1. Halkla İlişkiler ve Dijital Halkla İlişkiler

1.1 Halkla İlişkiler Tanımı

Halkla ilişkilerin tanımına yönelik birçok araştırma ve farklı çevrelerden anlamlandırma çalışmaları bulunmaktadır. Kelime kökünden başlayacak olursak halk kelimesi Fransızca “publique”, İngilizce “public” şeklinde görülmektedir. “Pub” kelimesi halk olarak çevrilmiş olmakla birlikte Türkçede “kamu” anlamında kullanılmaktadır. Kamu, toplum içerisinde bir kesimi işaret etmekte ve kendi içerisinde birden fazla ortak özelliği barındırmaktadır. Türkçede “Halkla ilişkiler” şeklinde adlandırılan bu kavram Fransızcada “relations publiques” ve İngilizcede “public relations” olarak kullanılmaktadır (Karadeniz, 2009).

İletişim bilimciler, halkla ilişkileri “Halka açılan bir pencere” olarak özetlemektedirler. Halkla ilişkiler uzmanları İngilizce kelimelerine karşılık gelen baş harfleri alarak PR’ı kısaltarak simge olarak kullanmaktadırlar.

Halkla ilişkilerin ilk modern tanımını yapan Edward Bernays’a göre; “organizasyon yönetimi tarafından kamuoyunun ilgisini çekmek için yapılan eylem planlarını oluşturan politikaları, kamuoyu davranışlarını şekillendiren bir yönetim fonksiyonudur” (Yıldırım, 2020).

1970’li yıllarda Rex Harlow tarafından bilinen en kapsamlı halkla ilişkiler tanımı; “organizasyon ile alakalı çevreleri organizasyon arasında çift yönlü iletişimi, mübadeleyi, anlaşmayı, iş birliğini uzun süreli sağlamayı hedefleyen yönetim fonksiyonudur. Bununla birlikte kamuoyundan gelen geri bildirimlerini üst yönetime aktaran, üst yönetiminin kamuya karşı görevlerin ne olduğunun belirlenmesi, çevrede oluşan gelişmelerin üst yönetiminin haberdar edilmesi ve uygulanacak stratejiler, görevler iletişim araçları kullanılarak icra edilir” (Karadeniz, 2020).

◆ Yapılacak görev 1:
Halkla ilişkiler tanımı metninde "1.1 Halkla İlişkiler" ifadesinden "kullanılmaktadır (Karadeniz, 2009)." ifadesine kadar uzanan her şeyi birebir kopyalayın.
◆ Yapılacak görev 2:
Halkla ilişkiler tanımı metnini, son cümlesinin ardından sürdürün.

◆ Veri kayıtları:
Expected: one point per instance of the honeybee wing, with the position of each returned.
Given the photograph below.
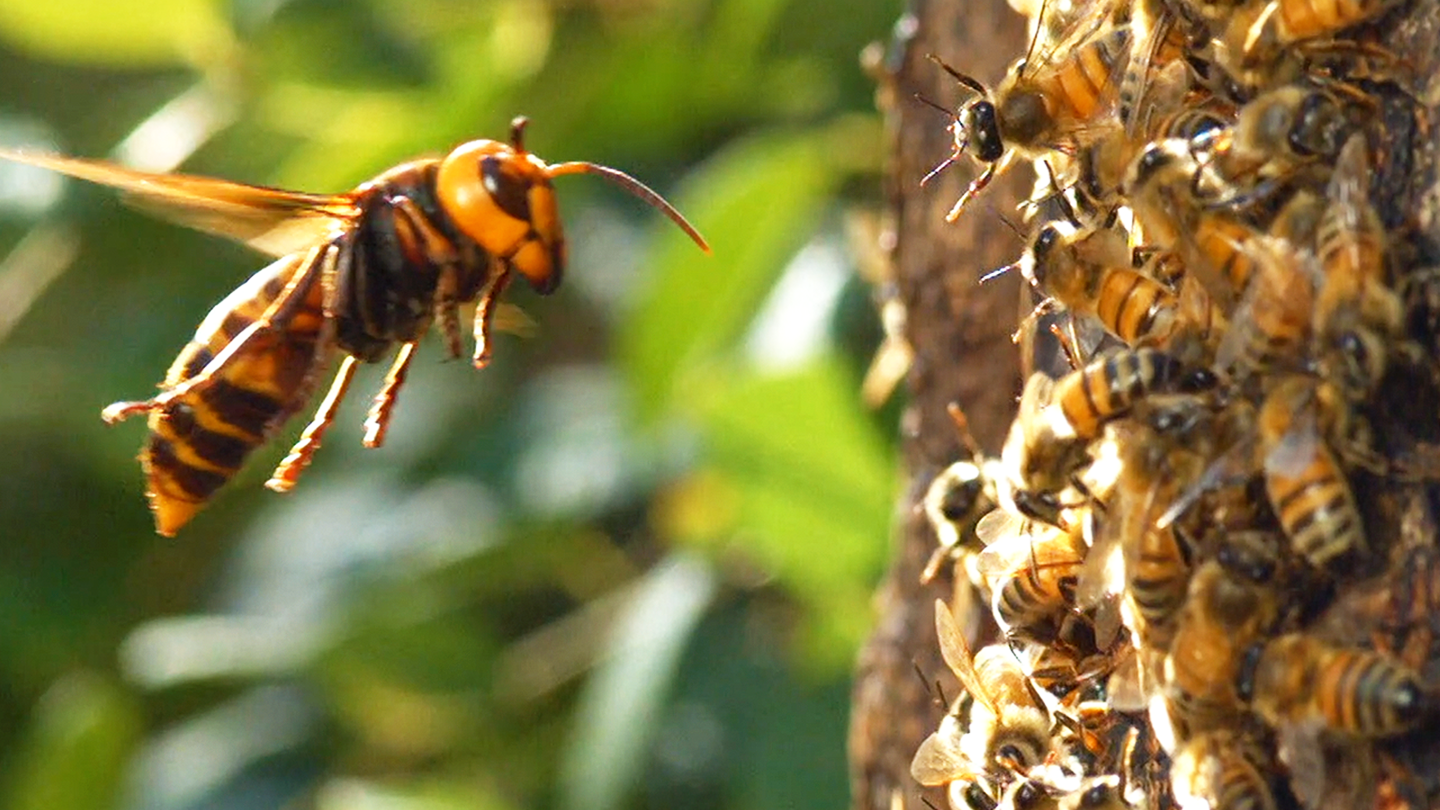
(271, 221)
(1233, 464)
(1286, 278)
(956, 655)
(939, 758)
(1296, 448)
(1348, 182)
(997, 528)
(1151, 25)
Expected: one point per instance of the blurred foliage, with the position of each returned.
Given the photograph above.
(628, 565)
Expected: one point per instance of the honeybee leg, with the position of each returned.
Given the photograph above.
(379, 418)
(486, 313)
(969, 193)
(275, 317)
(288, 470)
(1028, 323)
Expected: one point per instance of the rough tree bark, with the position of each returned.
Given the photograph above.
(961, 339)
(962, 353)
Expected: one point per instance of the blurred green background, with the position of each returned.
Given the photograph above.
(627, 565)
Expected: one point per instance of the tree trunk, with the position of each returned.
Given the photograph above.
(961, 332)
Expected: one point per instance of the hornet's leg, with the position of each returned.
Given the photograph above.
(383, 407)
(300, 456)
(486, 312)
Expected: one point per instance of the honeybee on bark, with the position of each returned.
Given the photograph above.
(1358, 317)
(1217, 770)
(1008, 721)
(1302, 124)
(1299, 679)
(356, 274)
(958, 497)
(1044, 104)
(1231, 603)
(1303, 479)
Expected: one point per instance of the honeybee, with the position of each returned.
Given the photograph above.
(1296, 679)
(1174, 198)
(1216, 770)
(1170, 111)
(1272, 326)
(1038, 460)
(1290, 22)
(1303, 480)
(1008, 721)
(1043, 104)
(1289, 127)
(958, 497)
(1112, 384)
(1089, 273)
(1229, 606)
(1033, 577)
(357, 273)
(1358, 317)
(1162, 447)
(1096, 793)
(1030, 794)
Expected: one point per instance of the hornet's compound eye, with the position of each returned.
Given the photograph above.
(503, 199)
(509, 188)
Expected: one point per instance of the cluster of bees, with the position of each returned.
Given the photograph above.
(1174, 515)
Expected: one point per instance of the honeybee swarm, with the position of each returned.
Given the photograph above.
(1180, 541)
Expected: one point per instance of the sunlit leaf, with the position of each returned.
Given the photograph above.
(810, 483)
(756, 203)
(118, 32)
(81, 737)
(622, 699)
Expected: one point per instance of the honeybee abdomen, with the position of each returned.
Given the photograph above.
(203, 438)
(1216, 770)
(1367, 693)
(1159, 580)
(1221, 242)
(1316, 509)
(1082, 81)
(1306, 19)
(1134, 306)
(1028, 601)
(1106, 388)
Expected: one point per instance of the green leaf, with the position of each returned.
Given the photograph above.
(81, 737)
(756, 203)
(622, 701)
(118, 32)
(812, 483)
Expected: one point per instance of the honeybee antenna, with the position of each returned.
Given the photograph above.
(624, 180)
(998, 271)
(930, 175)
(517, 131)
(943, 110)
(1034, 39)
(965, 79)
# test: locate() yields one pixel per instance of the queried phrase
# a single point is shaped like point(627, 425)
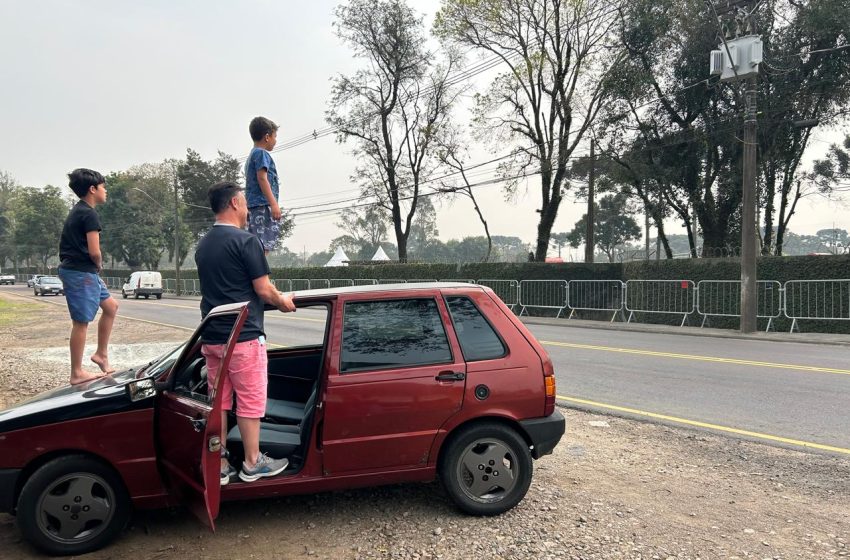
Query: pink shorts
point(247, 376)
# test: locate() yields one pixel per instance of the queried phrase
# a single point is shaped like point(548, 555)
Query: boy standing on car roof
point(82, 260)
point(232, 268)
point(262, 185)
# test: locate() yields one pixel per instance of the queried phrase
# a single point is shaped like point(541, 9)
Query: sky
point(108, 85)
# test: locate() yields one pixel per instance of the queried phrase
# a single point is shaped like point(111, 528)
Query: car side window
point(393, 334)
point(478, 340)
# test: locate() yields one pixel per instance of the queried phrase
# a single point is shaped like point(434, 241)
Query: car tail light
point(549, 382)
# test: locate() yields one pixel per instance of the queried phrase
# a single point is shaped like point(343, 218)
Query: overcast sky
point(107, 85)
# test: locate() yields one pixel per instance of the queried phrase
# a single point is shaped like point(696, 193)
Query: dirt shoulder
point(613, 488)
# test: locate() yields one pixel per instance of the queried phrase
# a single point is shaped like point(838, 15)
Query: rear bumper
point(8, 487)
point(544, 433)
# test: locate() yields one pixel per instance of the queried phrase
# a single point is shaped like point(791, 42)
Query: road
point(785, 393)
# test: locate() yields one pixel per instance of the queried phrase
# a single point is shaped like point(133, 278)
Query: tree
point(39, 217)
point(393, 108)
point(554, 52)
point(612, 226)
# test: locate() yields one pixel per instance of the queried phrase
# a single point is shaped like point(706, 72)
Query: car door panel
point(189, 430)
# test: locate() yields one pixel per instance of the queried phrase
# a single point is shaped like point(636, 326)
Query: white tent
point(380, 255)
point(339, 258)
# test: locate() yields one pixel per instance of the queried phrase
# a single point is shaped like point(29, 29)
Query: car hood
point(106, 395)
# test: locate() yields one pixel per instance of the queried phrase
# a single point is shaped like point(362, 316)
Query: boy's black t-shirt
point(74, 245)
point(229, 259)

==

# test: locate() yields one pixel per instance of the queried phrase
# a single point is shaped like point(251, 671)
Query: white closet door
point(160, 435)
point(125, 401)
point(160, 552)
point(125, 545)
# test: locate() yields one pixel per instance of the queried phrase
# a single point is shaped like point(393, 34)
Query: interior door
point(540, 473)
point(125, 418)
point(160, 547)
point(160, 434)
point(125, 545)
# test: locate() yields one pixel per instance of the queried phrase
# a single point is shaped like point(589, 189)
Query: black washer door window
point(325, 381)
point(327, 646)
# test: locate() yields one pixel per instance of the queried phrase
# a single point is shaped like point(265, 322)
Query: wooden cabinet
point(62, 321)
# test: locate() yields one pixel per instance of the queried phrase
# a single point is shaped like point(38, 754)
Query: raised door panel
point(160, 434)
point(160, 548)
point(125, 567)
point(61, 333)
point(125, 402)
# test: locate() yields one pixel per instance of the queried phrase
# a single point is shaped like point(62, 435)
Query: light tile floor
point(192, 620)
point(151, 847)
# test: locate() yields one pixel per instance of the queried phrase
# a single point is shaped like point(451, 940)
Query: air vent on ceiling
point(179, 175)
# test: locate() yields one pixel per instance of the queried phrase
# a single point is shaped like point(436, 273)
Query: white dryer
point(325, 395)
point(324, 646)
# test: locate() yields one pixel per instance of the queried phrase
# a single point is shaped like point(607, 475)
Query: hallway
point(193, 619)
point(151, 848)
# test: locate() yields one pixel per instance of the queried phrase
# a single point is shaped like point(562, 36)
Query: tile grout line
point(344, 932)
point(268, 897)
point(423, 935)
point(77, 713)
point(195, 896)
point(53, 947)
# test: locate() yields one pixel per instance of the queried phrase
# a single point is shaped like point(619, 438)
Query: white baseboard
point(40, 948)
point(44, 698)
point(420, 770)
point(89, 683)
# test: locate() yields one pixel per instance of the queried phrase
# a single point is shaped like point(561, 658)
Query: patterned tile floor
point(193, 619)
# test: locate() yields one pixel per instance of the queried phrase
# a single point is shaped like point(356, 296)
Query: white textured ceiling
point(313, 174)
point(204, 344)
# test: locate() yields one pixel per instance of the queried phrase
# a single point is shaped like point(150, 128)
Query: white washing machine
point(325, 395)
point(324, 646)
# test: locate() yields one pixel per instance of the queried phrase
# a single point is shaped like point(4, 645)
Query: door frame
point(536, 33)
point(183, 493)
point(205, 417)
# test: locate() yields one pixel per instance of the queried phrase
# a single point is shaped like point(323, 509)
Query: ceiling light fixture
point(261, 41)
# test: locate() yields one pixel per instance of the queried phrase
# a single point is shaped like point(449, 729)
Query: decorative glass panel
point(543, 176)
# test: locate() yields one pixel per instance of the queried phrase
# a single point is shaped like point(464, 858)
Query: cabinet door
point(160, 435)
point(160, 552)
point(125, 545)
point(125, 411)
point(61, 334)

* * *

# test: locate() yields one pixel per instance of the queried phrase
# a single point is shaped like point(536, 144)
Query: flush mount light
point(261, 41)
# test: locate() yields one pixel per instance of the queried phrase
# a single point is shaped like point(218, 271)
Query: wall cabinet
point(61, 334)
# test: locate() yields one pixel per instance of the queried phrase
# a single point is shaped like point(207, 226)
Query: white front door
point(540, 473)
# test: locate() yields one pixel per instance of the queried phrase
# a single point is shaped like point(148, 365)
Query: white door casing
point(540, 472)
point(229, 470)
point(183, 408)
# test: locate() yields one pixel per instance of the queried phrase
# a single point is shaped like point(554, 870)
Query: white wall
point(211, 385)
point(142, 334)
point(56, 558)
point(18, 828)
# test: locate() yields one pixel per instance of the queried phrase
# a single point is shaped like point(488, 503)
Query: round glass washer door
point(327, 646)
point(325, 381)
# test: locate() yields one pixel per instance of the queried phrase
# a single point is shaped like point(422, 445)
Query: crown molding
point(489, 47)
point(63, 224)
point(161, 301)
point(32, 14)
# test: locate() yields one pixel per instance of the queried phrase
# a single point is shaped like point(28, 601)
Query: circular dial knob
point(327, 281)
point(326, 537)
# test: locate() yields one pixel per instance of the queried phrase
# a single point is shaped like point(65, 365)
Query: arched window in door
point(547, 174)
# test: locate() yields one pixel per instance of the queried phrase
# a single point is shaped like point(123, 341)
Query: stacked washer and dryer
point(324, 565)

◆ Görevin cevabı 1:
1.1 Halkla İlişkiler Tanımı

Halkla ilişkilerin tanımına yönelik birçok araştırma ve farklı çevrelerden anlamlandırma çalışmaları bulunmaktadır. Kelime kökünden başlayacak olursak halk kelimesi Fransızca “publique”, İngilizce “public” şeklinde görülmektedir. “Pub” kelimesi halk olarak çevrilmiş olmakla birlikte Türkçede “kamu” anlamında kullanılmaktadır. Kamu, toplum içerisinde bir kesimi işaret etmekte ve kendi içerisinde birden fazla ortak özelliği barındırmaktadır. Türkçede “Halkla ilişkiler” şeklinde adlandırılan bu kavram Fransızcada “relations publiques” ve İngilizcede “public relations” olarak kullanılmaktadır (Karadeniz, 2009).

◆ Görevin cevabı 2:
Uluslararası Halkla İlişkiler Derneği, iyi niyeti ve anlayışı kavramsal olarak motto olarak merkeze almakta, sürdürülebilirlik kelimesini tanıma dahil etmiş, günümüz iş dünyası anlayışına entegre etmiştir. Amerika Halkla İlişkiler Derneği’nin tanımı ise; halkla ilişkiler çift yönlü ortak payda oluşturan stratejik iletişim faaliyet süreci şeklindedir (Büyükdoğan, 2019).

Özetle halkla ilişkiler; bir markanın, kurumun, organizasyonun çift yönlü iletişim ve anlayışa dayalı hedef kitlesi ile arasında iyi ilişkiler kurma, bağ kurma ve geliştirme süreci olarak tanımlanabilir. Bu süreç başta iletişim bilimleri, sosyoloji, siyaset bilimi gibi birden fazla disiplini içeren multidisipliner bir alan olarak görülmektedir.

1.2 Halkla İlişkilerin Amaçları

Halkla ilişkiler, bir kurumun, markanın, organizasyonun kamuoyu ile güçlü, sürdürülebilir, iyi ilişkiler kurmaya fayda sağlayan yardımcı disiplindir. Halkla ilişkilerin temel amaçları arasında itibar yönetimi, kamuoyu ile çift yönlü iletişim, iletişim geliştirme, iş birliğine teşvik etme, değişime uyum sağlama, oluşabilecek krizleri önlemek, kriz anında etkili iletişim faaliyetleri sürdürmektir (Terkan, 2014).

Hedef kitleye uygun medya aracı ile doğru mesajı iletme pozitif ilişkileri geliştirme açısından son derece mühimdir. Bu iletişim süreci hem iç paydaşlar ile hem de dış paydaşlar ile olumlu ortam oluşturmaktır. Halkla ilişkiler aracılığı ile yapılacak iletişim çalışmaları markalara da kalıcı etkiler oluşturmaktadır (Fidan, 2013).

Genel olarak kurum ve markalar için halkla ilişkiler faaliyetlerinin amaçlarını şu şekilde sıralamak mümkündür:

• Kamuoyunu gözetmek, beklentileri araştırmak, stratejik planlar oluşturmak,
• Gelecek tutumları analiz etmek,
• Doğru ve şeffaf bilgilerle karşılıklı iletişimi oluşturmak,
• Yanlış anlamaların önüne geçmek,
• Organizasyon çıkarları ile kamuoyu çıkarlarını dengede tutmak,
• İç paydaş ve dış paydaşlarla iyi ilişkileri organize etmek,
• Kurum kimliği kazandırmak,
• Uzun vadede karlılığı sağlamak.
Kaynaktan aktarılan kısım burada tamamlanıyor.